(Dataset items)
· · · · ·
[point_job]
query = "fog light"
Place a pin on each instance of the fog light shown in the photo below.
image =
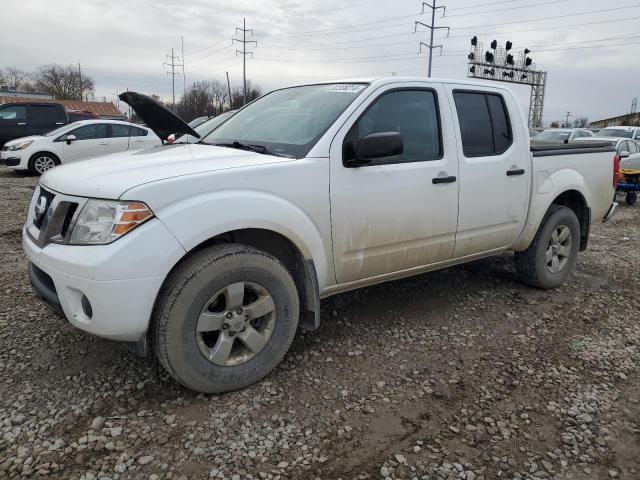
(86, 307)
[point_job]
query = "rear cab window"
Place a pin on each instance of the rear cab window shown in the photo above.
(484, 121)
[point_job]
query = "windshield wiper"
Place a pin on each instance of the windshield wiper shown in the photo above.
(251, 147)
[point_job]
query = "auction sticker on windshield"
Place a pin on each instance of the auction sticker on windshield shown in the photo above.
(346, 88)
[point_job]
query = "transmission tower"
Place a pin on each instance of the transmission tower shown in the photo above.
(173, 64)
(432, 28)
(244, 54)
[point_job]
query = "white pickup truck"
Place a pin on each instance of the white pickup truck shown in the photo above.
(214, 253)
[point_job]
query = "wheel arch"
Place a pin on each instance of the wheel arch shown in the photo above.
(573, 197)
(301, 268)
(32, 158)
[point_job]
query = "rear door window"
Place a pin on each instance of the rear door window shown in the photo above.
(14, 112)
(484, 123)
(45, 114)
(90, 132)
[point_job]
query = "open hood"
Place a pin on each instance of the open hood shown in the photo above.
(157, 117)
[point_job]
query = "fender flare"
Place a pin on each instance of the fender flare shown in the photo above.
(547, 188)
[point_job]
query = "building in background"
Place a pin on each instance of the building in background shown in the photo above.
(629, 120)
(105, 110)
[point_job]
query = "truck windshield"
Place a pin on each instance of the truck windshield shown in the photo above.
(286, 122)
(615, 132)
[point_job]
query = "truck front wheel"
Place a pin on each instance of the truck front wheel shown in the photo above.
(225, 318)
(552, 255)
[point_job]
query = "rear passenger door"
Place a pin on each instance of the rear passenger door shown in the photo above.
(13, 122)
(494, 177)
(120, 137)
(91, 141)
(44, 118)
(400, 212)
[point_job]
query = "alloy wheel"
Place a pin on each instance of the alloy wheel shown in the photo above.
(235, 324)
· · · · ·
## Objective
Skip the images and write out the rest of the listing exactly.

## Final answer
[point_job]
query = "fog light"
Place a pin on each instance of the fog light shown in the photo below.
image =
(86, 307)
[point_job]
query = "rear cab window"
Place a pin on each instance of the rear cab window shown in the photo above.
(484, 121)
[point_job]
query = "windshield wiper"
Place a pin on each instance of the windshield wiper shown in the photo above.
(251, 147)
[point_job]
query = "auction sticker on windshield"
Place a pin on each instance of the auction sticker on windshield shown in the photo above.
(346, 88)
[point_job]
query = "transmission tower"
Place a pin on each instance of the transmission tower shown in the photo above.
(173, 64)
(432, 28)
(244, 54)
[point_job]
query = "white pickup truck"
Place a pin on each instance of the white pickup truck shown in the photo above.
(214, 253)
[point_job]
query = "wheel arch"
Place a pin on each instance of the wheel arch shown in the photo above.
(573, 197)
(301, 268)
(32, 158)
[point_job]
query = "rear door window"
Place a pin on each instance of the rear door window shown in the photo above.
(14, 112)
(484, 123)
(45, 114)
(90, 132)
[point_job]
query = "open hood"
Place a pin on each instance of the open hood shown in the photo above.
(157, 117)
[point_job]
query = "fender flare"
Place a pin on each instance of the fender flare shown in the photo above.
(547, 188)
[point_job]
query = "building in background"
Place a pin on each instance of the building in background shown in the photo above.
(629, 120)
(105, 110)
[point_job]
query = "truck windshield"
Place a pin on each instance of the truck windshield shown in the photo above.
(286, 122)
(615, 132)
[point_job]
query = "truck front wheel"
Place a pin on each instance of the truck front wheel shown in the photo above.
(225, 318)
(552, 255)
[point_job]
query = "rear passenger door"
Place a pin on each instance of the rear passenger door shown in the photo above.
(13, 122)
(494, 177)
(120, 137)
(91, 141)
(44, 118)
(400, 212)
[point_job]
query = "alloy wheel"
Place a pin on each instance of the alloy wheel shown in the photo above.
(235, 324)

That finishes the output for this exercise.